__Written task 1__. In the blog post about the end of summer, what does Diana write in icing on the cake she bakes for the three boys?
__Written task 2__. Print the stretch of the blog post from "Posted by Jay" through "but necessary process.", word for word.

[START Extract]

Posted by Jay Frucci on Fri, August 30, 2019 @ 04: 14 PM



At our house, there’s no doubt that summer is dwindling down to its last precious days. On Monday, by family tradition, Diana will bake a cake for our three boys. On it, she will write in icing a command that is thrilling to our parental hearts: “Go To School!”

For our second-oldest son, high school really started a couple of weeks ago with the launch of fall sports. First came the captain’s practices, then the more challenging double practices. After that, coaches and captains selected their teams, winnowing down the number of potential athletes to a select few. Only the most talented make the cut. It is a painful but necessary process.

[END Extract]
[START Record excerpts]

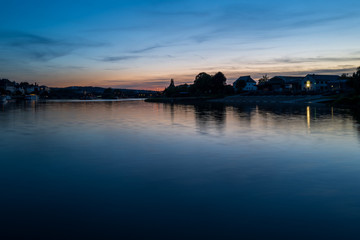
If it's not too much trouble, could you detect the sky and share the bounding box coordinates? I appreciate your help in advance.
[0,0,360,90]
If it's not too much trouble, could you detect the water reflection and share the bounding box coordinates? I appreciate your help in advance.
[0,101,360,239]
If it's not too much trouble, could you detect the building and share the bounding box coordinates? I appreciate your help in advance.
[233,76,257,92]
[301,74,346,92]
[267,76,304,92]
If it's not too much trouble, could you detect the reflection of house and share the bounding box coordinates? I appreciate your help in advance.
[301,74,346,92]
[268,76,304,92]
[233,76,257,92]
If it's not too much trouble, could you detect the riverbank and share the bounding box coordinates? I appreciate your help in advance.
[210,95,334,104]
[145,97,215,103]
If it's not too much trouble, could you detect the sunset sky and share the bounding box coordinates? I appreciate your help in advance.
[0,0,360,90]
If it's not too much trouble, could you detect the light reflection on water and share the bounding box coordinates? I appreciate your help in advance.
[0,101,360,239]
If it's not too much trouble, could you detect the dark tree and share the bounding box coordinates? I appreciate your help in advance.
[347,67,360,94]
[164,79,176,97]
[258,74,269,85]
[210,72,226,93]
[193,72,212,93]
[234,79,246,93]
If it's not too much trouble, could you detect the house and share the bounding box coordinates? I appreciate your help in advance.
[301,74,346,92]
[233,76,257,92]
[267,76,304,92]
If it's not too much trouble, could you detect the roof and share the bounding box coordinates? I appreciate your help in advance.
[306,74,340,81]
[235,76,256,83]
[273,76,305,83]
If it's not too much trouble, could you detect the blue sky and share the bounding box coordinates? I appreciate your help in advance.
[0,0,360,89]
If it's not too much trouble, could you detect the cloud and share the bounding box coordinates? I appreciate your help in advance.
[0,31,104,61]
[274,57,360,63]
[100,56,140,62]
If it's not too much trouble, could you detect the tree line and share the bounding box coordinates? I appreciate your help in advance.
[164,72,234,97]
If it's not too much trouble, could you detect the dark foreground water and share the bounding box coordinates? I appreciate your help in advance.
[0,101,360,239]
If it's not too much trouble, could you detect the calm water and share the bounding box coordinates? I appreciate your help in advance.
[0,101,360,239]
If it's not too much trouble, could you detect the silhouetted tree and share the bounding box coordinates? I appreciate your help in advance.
[258,74,269,85]
[347,67,360,94]
[210,72,226,93]
[193,72,212,93]
[164,79,176,97]
[234,79,246,93]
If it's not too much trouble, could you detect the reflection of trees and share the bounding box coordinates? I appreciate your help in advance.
[351,108,360,141]
[194,103,226,134]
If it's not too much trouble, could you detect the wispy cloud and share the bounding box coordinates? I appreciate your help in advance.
[274,57,360,63]
[0,31,104,61]
[100,56,140,62]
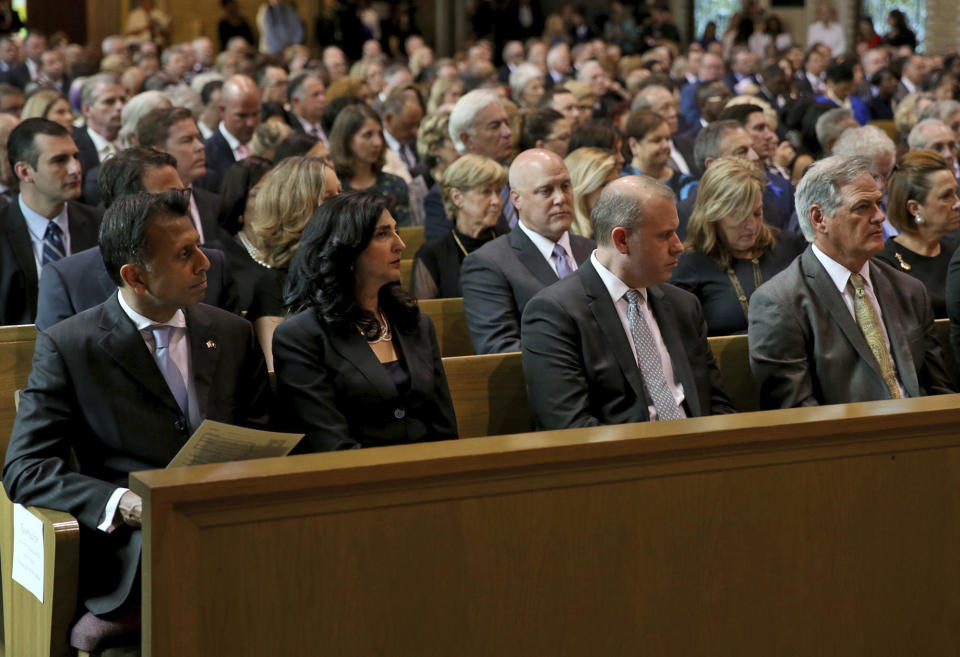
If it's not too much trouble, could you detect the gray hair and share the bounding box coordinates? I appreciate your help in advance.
[814,107,853,149]
[510,62,543,100]
[120,91,173,147]
[833,125,892,162]
[795,155,873,243]
[907,119,952,150]
[80,73,122,105]
[448,89,503,155]
[917,100,960,123]
[693,119,743,174]
[590,176,676,246]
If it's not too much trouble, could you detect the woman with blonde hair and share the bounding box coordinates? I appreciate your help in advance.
[20,89,73,131]
[246,157,340,369]
[411,153,507,299]
[564,147,620,238]
[670,157,806,335]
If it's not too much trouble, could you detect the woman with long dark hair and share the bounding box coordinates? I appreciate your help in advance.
[273,187,457,451]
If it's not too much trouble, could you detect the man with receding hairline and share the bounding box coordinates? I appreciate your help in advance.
[460,148,594,354]
[521,176,733,429]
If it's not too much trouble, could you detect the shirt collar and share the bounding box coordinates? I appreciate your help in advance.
[17,194,69,241]
[811,244,872,294]
[117,289,187,331]
[517,219,573,262]
[590,250,647,303]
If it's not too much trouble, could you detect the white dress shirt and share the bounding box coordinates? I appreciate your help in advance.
[590,251,686,420]
[813,244,908,399]
[517,219,577,276]
[17,194,70,278]
[97,290,202,533]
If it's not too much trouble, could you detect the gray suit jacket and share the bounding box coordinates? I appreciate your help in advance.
[523,261,734,429]
[749,247,954,408]
[460,227,596,354]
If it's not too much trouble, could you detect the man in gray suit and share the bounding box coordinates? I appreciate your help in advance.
[749,156,954,408]
[460,148,595,354]
[523,176,733,429]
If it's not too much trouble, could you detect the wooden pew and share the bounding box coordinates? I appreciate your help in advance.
[397,226,424,260]
[131,395,960,657]
[0,326,80,657]
[418,297,475,357]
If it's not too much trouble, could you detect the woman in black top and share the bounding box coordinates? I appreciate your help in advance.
[411,154,507,299]
[670,157,805,335]
[876,151,960,319]
[273,192,457,451]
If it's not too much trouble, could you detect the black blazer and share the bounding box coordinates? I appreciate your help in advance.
[0,198,103,325]
[273,310,457,452]
[35,246,240,331]
[193,128,237,193]
[460,227,596,354]
[3,296,271,614]
[523,254,734,429]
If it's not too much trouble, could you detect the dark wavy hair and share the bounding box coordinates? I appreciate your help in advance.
[283,191,420,340]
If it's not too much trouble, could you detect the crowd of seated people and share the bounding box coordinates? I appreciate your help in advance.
[0,2,960,640]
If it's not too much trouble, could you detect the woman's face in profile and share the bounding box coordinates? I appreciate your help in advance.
[354,210,406,289]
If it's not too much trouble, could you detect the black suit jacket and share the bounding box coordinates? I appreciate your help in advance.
[273,309,457,452]
[460,227,596,354]
[522,261,734,429]
[748,248,954,408]
[193,129,237,193]
[35,246,240,331]
[3,296,270,614]
[0,197,103,326]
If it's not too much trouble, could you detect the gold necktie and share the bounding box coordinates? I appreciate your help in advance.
[850,274,900,399]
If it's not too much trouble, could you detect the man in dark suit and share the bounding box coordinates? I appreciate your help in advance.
[460,148,595,354]
[136,107,229,245]
[7,32,47,89]
[0,119,101,325]
[196,75,260,192]
[73,73,127,190]
[35,146,239,331]
[749,156,954,408]
[3,192,270,616]
[522,176,733,429]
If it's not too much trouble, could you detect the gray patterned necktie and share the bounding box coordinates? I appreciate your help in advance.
[624,290,684,420]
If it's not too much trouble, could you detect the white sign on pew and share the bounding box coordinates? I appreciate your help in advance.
[11,504,43,604]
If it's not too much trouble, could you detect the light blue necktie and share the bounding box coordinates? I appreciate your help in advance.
[40,220,67,265]
[624,290,684,420]
[150,325,190,423]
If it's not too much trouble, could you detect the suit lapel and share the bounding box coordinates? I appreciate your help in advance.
[184,308,220,417]
[100,296,180,413]
[801,248,882,377]
[507,227,560,287]
[330,330,398,399]
[4,200,38,292]
[870,263,920,397]
[579,261,648,414]
[647,285,703,417]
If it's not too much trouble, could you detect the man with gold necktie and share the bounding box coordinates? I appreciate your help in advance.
[749,156,954,408]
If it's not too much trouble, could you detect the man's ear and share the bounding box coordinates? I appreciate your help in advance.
[610,226,630,255]
[120,263,147,294]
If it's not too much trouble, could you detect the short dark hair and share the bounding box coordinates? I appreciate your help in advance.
[200,80,223,107]
[136,107,194,150]
[520,107,563,151]
[7,118,70,169]
[717,103,763,126]
[97,145,177,208]
[284,191,420,338]
[100,187,190,287]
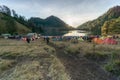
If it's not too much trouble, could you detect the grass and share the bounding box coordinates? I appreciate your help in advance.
[0,39,70,80]
[53,42,120,76]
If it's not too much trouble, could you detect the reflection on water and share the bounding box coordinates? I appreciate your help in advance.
[63,30,87,36]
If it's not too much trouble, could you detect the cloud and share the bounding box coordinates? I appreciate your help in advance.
[1,0,120,26]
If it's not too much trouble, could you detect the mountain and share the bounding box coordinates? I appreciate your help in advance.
[0,12,31,34]
[28,16,71,35]
[78,6,120,35]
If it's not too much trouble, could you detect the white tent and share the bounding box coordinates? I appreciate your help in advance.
[63,31,86,36]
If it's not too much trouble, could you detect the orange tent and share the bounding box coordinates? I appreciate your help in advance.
[93,38,103,44]
[103,37,118,44]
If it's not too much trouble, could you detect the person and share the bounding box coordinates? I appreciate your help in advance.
[46,37,50,44]
[26,37,30,43]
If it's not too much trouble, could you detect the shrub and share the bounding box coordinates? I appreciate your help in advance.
[84,51,108,61]
[104,60,120,76]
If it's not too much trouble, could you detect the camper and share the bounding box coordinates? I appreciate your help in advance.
[1,34,11,39]
[27,33,38,41]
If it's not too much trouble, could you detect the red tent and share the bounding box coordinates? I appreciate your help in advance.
[103,37,118,44]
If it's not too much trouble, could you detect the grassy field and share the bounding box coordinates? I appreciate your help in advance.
[54,42,120,77]
[0,39,70,80]
[0,39,120,80]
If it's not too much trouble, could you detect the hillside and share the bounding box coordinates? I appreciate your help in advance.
[78,6,120,35]
[0,13,31,34]
[28,16,71,35]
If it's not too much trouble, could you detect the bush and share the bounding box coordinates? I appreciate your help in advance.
[84,52,108,61]
[104,60,120,76]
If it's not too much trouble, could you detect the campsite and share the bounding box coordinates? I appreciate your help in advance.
[0,0,120,80]
[0,36,120,80]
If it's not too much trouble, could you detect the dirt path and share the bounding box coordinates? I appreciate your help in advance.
[49,43,117,80]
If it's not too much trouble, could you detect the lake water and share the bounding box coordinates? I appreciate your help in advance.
[63,30,87,36]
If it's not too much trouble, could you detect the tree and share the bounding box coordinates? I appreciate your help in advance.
[3,5,11,16]
[12,10,18,18]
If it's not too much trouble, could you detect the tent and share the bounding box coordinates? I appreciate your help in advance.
[78,37,84,41]
[93,38,103,44]
[103,37,118,44]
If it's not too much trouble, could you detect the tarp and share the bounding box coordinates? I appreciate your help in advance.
[78,38,84,41]
[93,38,103,44]
[103,37,118,44]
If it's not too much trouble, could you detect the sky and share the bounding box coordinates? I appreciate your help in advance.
[0,0,120,27]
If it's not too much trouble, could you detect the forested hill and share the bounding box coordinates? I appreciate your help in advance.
[78,6,120,35]
[0,6,31,34]
[0,5,72,35]
[28,15,71,35]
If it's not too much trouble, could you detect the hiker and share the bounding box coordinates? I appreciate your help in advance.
[46,36,50,44]
[26,37,30,43]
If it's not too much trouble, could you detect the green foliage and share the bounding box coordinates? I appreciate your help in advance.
[0,13,30,34]
[102,17,120,35]
[105,60,120,76]
[84,51,108,61]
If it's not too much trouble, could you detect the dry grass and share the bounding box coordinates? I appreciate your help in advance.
[53,42,120,76]
[0,39,70,80]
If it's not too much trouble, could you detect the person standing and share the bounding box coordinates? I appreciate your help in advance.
[46,36,50,44]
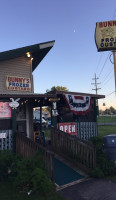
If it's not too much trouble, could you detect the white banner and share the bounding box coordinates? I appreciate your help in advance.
[64,94,91,115]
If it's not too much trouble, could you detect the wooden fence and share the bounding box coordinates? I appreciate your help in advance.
[51,127,96,172]
[16,133,54,181]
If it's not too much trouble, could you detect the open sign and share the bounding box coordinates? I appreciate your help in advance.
[58,122,77,135]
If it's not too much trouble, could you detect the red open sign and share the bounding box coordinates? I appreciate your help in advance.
[58,122,77,135]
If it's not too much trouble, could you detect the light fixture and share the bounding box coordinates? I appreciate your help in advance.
[26,52,31,58]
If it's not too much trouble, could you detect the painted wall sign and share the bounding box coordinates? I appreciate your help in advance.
[95,20,116,51]
[58,122,77,135]
[0,102,12,118]
[63,94,91,115]
[6,76,31,92]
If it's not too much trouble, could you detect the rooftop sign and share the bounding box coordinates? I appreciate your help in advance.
[95,20,116,51]
[6,76,31,92]
[0,102,12,118]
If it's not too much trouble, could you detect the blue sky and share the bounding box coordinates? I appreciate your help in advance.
[0,0,116,108]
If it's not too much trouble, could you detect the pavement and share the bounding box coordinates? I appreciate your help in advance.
[58,178,116,200]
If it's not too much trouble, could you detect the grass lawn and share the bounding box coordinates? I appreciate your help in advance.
[0,181,65,200]
[97,116,116,123]
[98,126,116,137]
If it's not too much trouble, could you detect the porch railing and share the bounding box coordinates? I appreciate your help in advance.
[16,133,54,181]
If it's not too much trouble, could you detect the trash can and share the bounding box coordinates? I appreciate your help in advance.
[103,135,116,163]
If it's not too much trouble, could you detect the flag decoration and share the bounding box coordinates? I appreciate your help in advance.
[63,94,91,115]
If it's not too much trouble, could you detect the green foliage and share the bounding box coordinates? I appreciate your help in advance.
[0,150,18,181]
[0,151,54,195]
[91,137,116,178]
[46,86,68,92]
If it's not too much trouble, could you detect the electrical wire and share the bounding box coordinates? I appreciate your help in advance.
[96,53,103,73]
[102,69,113,84]
[106,91,116,97]
[98,53,110,77]
[102,76,113,87]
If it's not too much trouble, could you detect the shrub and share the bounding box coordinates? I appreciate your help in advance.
[0,150,18,180]
[91,137,116,178]
[0,151,54,195]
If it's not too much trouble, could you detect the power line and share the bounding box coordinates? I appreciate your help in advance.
[103,69,113,83]
[106,91,116,97]
[96,54,103,73]
[102,76,113,87]
[98,53,110,77]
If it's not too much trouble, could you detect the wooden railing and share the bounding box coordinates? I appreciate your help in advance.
[16,133,54,181]
[51,127,96,172]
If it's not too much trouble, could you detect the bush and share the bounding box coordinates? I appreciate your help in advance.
[0,150,18,181]
[91,137,116,178]
[0,151,54,195]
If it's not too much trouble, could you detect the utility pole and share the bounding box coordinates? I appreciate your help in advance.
[91,74,101,94]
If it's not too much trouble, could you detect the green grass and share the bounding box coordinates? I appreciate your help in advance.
[0,181,65,200]
[97,116,116,123]
[98,126,116,137]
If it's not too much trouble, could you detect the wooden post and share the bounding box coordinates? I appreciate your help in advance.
[12,108,16,152]
[112,50,116,94]
[40,106,42,133]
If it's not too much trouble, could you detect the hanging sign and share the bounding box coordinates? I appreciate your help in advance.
[58,122,77,135]
[0,102,12,118]
[6,76,31,92]
[64,94,91,115]
[95,20,116,51]
[0,133,7,139]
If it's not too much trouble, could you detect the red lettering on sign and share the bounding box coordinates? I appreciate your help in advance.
[58,122,77,135]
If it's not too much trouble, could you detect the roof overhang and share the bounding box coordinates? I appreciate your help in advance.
[0,40,55,71]
[47,90,105,99]
[0,93,56,108]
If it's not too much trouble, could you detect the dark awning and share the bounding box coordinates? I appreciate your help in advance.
[0,40,55,71]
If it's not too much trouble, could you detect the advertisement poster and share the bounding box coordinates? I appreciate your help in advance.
[95,20,116,51]
[0,102,12,118]
[6,76,31,92]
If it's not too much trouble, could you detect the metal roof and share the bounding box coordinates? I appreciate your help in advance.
[50,90,105,99]
[0,93,56,99]
[0,40,55,71]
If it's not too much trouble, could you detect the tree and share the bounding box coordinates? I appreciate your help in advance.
[46,86,68,92]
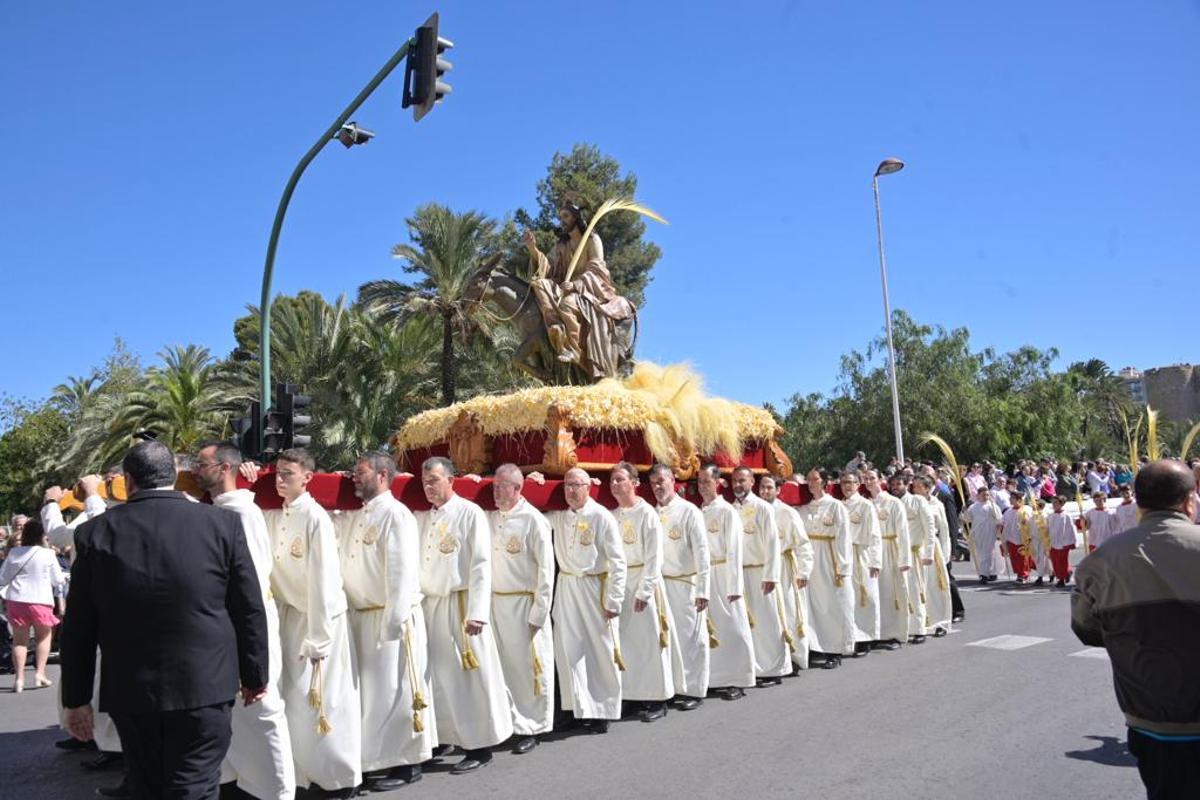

[END Record excerpts]

__Reply 1__. She writes "Go To School!"

__Reply 2__.
Posted by Jay Frucci on Fri, August 30, 2019 @ 04: 14 PM



At our house, there’s no doubt that summer is dwindling down to its last precious days. On Monday, by family tradition, Diana will bake a cake for our three boys. On it, she will write in icing a command that is thrilling to our parental hearts: “Go To School!”

For our second-oldest son, high school really started a couple of weeks ago with the launch of fall sports. First came the captain’s practices, then the more challenging double practices. After that, coaches and captains selected their teams, winnowing down the number of potential athletes to a select few. Only the most talented make the cut. It is a painful but necessary process.